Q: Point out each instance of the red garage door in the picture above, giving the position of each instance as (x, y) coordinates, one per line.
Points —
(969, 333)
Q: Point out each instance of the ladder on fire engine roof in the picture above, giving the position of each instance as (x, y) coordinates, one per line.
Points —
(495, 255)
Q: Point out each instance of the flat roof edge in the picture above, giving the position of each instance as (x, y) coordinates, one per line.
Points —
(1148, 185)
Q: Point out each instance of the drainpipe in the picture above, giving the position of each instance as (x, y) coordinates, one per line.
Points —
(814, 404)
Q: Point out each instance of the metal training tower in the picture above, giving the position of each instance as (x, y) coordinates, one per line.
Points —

■ **Prompt**
The entries above must be repeated word for word.

■ **Exercise response**
Q: Point out each instance of the red garage door in the picture above, giving the position of each instance as (x, y) coordinates, one per line.
Points —
(969, 333)
Q: Point out each instance of the ladder on fire engine roof in the picture above, giving the position of each instance as (x, y) coordinates, one per line.
Points —
(495, 255)
Q: Point out each instance of the flat roof edge in the picture above, giving the position of each instance as (x, y) coordinates, one per line.
Points —
(1148, 185)
Q: Point out each instance of the drainpipe in the picture above, giving the position of each instance as (x, y) coordinates, one per line.
Points —
(814, 404)
Q: Point out each instance of the metal training tower in the picture above, giving the position of each instance as (x, y) coordinates, one per line.
Points —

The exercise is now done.